## WORK TASK
The reply should hold only the lines below from the one with "of the reflection" to the end, each copied exactly.

## SUPPLIED ENTRIES
━━━━━━━━━━
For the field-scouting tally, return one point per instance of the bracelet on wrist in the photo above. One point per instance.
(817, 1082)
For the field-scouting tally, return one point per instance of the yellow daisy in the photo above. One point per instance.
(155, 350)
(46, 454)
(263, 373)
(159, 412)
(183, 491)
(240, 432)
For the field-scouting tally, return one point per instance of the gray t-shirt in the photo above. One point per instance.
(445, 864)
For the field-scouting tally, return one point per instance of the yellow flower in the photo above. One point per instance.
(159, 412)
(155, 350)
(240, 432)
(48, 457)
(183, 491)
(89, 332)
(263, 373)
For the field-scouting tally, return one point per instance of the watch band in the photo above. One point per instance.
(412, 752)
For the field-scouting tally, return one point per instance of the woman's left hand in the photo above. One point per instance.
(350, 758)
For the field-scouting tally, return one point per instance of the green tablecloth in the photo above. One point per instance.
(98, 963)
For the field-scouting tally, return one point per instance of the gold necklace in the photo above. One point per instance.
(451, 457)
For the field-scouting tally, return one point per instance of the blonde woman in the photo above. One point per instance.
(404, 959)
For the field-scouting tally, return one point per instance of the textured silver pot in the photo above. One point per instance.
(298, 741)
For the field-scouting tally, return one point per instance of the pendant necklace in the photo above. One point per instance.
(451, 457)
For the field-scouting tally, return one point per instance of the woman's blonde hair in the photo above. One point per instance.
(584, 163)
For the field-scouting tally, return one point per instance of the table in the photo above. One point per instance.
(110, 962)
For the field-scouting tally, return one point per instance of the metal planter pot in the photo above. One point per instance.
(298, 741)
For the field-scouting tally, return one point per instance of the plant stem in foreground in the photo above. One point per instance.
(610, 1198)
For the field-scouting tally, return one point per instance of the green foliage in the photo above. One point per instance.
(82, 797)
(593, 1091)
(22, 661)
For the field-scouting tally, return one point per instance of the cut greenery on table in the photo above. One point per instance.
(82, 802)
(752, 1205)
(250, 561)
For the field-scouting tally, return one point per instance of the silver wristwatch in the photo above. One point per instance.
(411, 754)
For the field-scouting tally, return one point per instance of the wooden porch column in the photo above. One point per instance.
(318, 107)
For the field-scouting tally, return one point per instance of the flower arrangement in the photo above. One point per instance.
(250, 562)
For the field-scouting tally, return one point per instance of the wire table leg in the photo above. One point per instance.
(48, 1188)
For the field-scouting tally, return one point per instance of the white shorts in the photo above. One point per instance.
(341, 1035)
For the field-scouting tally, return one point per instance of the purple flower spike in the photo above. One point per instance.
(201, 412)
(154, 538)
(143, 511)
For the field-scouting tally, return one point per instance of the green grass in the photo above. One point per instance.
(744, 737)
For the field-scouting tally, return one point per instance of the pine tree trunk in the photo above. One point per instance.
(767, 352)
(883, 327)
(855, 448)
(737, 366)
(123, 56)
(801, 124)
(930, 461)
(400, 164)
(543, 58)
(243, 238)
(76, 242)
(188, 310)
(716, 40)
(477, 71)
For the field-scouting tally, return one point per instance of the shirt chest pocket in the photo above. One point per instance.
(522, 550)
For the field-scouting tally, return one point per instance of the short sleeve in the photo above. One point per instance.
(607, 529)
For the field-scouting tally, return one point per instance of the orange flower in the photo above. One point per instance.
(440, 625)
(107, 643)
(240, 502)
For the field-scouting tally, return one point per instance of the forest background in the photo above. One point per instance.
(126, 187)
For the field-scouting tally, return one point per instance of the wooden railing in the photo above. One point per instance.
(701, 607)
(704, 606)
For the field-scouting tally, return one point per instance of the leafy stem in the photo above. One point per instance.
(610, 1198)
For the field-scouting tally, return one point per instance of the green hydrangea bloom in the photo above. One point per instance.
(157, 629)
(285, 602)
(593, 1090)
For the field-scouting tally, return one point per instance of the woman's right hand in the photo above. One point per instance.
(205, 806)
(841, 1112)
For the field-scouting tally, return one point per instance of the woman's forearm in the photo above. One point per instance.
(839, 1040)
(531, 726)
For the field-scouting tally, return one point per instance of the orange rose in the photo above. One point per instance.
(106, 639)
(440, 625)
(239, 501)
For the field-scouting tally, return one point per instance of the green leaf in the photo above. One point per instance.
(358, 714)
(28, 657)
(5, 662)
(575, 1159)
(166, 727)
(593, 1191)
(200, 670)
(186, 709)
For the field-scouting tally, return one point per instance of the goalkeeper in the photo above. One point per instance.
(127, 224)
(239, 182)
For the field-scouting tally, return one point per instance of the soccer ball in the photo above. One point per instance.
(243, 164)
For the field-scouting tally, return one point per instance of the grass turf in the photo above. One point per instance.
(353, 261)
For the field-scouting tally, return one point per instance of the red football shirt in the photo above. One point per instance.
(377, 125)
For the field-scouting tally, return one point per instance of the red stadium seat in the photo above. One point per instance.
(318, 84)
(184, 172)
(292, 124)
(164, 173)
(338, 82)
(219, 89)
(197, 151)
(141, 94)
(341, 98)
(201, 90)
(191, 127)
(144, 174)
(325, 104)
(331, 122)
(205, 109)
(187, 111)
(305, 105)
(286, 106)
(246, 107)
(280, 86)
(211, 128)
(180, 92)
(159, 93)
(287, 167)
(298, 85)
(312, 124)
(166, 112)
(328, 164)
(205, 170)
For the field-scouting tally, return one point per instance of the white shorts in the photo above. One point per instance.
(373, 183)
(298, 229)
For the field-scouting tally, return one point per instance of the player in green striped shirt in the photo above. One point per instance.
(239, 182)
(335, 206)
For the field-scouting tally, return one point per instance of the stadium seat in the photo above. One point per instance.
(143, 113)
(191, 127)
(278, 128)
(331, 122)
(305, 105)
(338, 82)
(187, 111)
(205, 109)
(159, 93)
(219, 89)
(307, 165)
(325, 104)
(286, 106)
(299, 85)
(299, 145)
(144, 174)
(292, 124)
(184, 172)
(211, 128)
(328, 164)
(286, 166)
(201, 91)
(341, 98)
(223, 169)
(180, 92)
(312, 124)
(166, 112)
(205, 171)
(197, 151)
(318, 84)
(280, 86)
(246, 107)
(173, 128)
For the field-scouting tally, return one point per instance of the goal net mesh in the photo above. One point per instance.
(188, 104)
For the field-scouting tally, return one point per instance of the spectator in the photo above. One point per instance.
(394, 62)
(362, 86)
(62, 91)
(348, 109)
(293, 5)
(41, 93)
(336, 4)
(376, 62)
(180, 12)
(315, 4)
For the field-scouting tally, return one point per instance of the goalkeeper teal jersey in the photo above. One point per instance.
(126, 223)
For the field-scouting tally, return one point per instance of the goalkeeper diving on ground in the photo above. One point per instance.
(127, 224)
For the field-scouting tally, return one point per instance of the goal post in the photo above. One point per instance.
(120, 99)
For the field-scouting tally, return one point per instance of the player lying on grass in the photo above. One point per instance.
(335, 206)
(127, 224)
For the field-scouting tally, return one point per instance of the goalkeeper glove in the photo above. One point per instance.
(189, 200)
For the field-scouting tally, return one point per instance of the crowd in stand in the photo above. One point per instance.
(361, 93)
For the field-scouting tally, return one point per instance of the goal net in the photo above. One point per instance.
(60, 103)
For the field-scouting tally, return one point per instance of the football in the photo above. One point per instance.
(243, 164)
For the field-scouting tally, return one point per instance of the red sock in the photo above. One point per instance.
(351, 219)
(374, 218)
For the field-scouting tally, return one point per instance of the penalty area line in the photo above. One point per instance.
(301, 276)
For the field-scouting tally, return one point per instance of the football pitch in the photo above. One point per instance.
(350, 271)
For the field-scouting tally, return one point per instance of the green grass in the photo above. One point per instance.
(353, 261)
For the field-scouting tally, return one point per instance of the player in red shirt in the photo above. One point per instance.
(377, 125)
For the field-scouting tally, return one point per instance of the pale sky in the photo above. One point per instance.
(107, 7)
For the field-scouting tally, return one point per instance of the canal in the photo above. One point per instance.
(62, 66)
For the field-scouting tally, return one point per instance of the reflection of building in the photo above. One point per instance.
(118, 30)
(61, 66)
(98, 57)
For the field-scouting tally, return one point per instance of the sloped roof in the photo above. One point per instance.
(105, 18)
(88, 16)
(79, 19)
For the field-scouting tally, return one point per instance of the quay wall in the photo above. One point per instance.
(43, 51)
━━━━━━━━━━
## TASK SOLUTION
For the field-scouting tally, return one point per instance of the reflection of building in the photo above. One point per instance.
(118, 30)
(61, 66)
(98, 57)
For the field-scouting tally, return one point per instance of the sloped roof in the photo above. One point per instance.
(105, 18)
(88, 16)
(79, 19)
For the field-scouting tally, return one point per instance of the quay wall in the photo above. One point per instance.
(43, 51)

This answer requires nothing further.